#### GIVEN PROBLEM:
Reproduce word for word everything in the rows below, from the line containing "523, row 403." down to the line containing "column 682, row 649", with both of those lines included.

.....

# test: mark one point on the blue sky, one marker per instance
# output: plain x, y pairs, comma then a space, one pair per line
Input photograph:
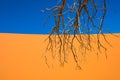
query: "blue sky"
25, 17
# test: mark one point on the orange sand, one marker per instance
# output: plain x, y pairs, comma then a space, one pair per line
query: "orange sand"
21, 59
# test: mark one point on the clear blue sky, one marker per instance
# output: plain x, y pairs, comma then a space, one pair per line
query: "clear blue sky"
24, 16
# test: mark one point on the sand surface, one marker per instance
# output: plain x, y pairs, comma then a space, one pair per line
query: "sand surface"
21, 58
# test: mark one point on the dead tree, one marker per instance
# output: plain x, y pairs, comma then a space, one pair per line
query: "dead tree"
75, 21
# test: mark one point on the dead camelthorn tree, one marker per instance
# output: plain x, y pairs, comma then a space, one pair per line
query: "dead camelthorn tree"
75, 21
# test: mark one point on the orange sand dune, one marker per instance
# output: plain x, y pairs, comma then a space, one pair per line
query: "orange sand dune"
21, 59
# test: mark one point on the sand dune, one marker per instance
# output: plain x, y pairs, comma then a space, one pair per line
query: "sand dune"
21, 58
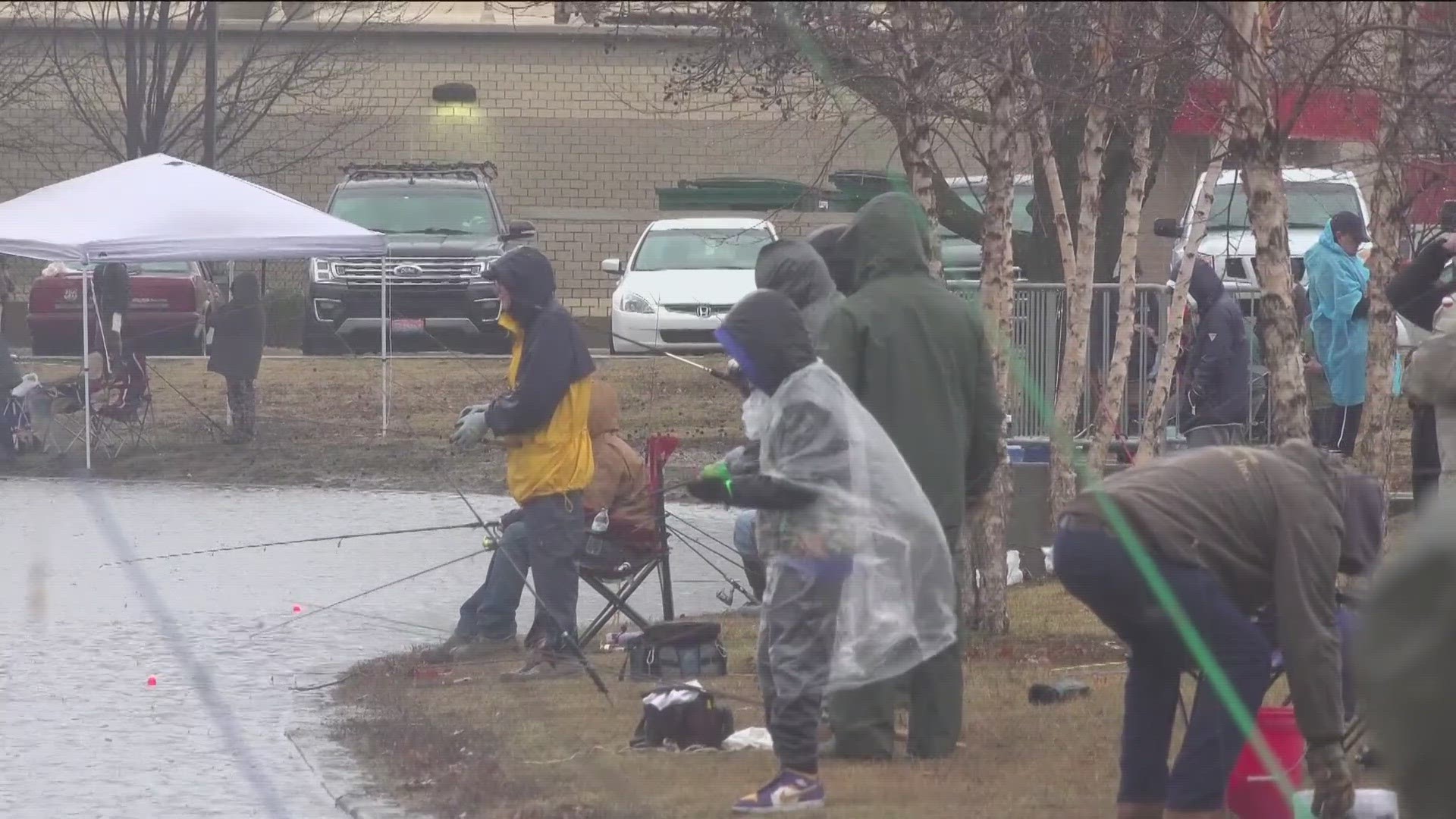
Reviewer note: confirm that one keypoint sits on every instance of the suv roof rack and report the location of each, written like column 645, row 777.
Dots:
column 468, row 171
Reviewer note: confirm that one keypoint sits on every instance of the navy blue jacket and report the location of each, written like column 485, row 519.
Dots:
column 1215, row 379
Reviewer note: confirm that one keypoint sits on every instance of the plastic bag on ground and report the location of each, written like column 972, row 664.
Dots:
column 750, row 739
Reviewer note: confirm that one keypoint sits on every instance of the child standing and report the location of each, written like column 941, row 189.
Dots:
column 859, row 579
column 237, row 349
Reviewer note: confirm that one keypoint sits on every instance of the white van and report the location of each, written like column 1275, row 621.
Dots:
column 1313, row 196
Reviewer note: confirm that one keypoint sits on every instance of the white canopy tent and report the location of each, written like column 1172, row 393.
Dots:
column 164, row 209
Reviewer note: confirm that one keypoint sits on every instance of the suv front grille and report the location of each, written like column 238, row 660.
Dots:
column 405, row 271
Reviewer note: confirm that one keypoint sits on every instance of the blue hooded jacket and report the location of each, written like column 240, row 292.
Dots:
column 1337, row 283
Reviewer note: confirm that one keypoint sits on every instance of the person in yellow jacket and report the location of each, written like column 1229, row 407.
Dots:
column 549, row 461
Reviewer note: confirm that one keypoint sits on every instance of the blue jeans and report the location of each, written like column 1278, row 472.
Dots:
column 544, row 542
column 743, row 538
column 1095, row 569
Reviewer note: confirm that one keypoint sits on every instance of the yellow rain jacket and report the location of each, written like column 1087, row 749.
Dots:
column 544, row 417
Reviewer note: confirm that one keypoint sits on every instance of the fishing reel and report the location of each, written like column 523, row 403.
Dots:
column 491, row 539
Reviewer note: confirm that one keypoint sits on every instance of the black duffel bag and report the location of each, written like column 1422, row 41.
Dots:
column 682, row 649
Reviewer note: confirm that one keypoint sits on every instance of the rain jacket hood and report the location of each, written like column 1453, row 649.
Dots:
column 1337, row 283
column 766, row 335
column 797, row 270
column 826, row 241
column 526, row 273
column 889, row 238
column 1204, row 286
column 237, row 331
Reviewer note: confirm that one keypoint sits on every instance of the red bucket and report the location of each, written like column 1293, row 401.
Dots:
column 1253, row 792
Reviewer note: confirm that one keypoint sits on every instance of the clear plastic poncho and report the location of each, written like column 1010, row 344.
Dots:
column 897, row 602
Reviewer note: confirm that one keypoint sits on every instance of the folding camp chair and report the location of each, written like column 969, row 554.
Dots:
column 631, row 575
column 121, row 419
column 1354, row 726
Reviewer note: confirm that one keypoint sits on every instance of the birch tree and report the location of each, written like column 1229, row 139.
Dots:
column 1076, row 261
column 1155, row 410
column 987, row 604
column 1388, row 205
column 1258, row 142
column 1114, row 387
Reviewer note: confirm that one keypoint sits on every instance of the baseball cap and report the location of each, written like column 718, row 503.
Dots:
column 1346, row 222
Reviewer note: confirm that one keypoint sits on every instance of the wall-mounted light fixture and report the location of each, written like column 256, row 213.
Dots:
column 453, row 93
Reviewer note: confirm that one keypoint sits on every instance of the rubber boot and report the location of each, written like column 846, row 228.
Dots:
column 758, row 576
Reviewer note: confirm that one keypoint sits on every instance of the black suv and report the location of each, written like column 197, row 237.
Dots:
column 444, row 226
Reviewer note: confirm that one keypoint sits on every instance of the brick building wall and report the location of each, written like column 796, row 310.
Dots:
column 574, row 118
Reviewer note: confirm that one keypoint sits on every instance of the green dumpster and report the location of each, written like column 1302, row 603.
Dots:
column 858, row 187
column 739, row 193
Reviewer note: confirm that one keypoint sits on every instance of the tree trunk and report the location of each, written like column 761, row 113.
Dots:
column 1258, row 142
column 986, row 529
column 1076, row 311
column 1114, row 388
column 1153, row 411
column 1386, row 206
column 913, row 134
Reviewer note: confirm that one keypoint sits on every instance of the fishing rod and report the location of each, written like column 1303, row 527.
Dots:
column 340, row 538
column 287, row 623
column 565, row 634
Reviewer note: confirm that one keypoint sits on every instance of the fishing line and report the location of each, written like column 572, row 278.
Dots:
column 338, row 538
column 287, row 623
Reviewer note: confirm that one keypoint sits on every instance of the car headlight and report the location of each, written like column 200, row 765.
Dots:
column 634, row 303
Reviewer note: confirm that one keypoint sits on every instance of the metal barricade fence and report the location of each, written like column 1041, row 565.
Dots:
column 1037, row 341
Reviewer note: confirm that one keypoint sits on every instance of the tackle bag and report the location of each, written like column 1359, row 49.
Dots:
column 682, row 717
column 680, row 649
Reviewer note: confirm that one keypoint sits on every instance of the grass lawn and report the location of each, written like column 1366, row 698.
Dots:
column 463, row 745
column 319, row 423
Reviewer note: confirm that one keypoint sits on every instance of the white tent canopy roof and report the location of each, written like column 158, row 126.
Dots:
column 164, row 209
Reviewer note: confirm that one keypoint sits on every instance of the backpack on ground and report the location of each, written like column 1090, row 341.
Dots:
column 682, row 717
column 680, row 649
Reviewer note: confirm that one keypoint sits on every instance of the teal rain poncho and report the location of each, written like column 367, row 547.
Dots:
column 1337, row 283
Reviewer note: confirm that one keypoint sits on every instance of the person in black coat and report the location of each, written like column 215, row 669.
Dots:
column 237, row 350
column 1215, row 379
column 1416, row 293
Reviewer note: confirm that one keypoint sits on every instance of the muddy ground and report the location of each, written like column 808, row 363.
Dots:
column 319, row 423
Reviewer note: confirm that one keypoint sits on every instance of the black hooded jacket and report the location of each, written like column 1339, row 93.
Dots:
column 764, row 334
column 797, row 270
column 554, row 356
column 237, row 333
column 1417, row 290
column 826, row 241
column 1216, row 366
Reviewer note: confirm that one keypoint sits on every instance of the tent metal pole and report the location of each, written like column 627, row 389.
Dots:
column 383, row 349
column 86, row 354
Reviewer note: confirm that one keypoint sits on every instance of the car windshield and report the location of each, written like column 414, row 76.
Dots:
column 701, row 248
column 419, row 210
column 155, row 268
column 974, row 196
column 1310, row 205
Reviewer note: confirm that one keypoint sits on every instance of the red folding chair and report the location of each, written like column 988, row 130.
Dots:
column 629, row 576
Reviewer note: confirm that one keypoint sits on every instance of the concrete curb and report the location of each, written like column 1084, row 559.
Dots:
column 338, row 773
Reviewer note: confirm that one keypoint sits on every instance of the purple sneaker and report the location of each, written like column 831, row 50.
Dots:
column 788, row 792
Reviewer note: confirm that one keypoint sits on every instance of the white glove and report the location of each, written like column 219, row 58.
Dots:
column 471, row 428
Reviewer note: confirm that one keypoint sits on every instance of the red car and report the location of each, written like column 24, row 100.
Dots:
column 171, row 311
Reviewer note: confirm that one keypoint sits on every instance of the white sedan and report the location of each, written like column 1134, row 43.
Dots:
column 683, row 276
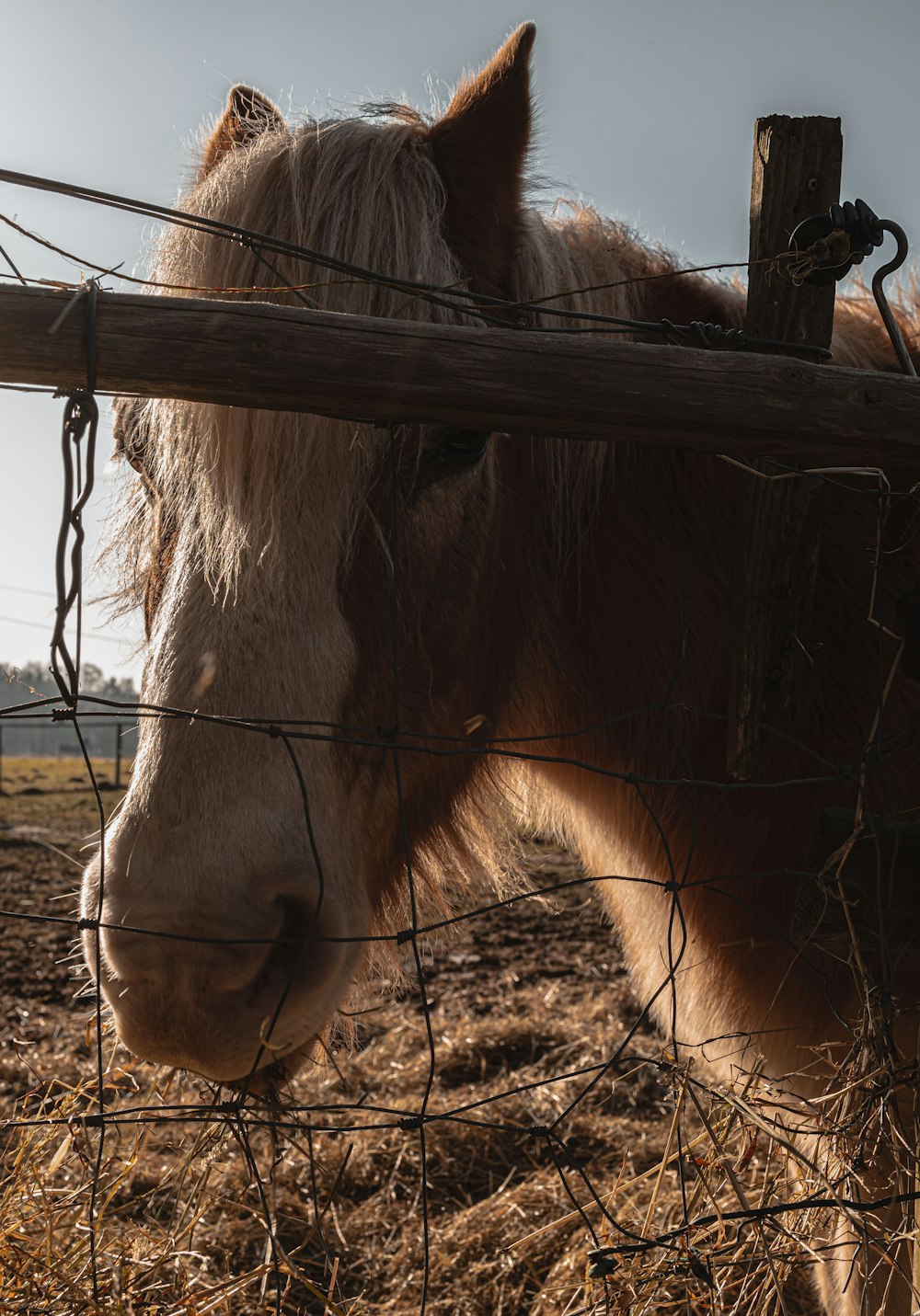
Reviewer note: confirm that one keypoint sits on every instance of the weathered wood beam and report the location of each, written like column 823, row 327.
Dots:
column 795, row 174
column 259, row 354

.....

#### ANSWER TO THE TASK:
Reviewer note: confirm that one keypoint sits on every instance of the fishing reel and report the location of each, written like column 523, row 403.
Dots:
column 491, row 539
Reviewer note: confirm that one keypoint sits on every instance of the black duffel bag and report the location of each, written like column 1422, row 41.
Dots:
column 682, row 649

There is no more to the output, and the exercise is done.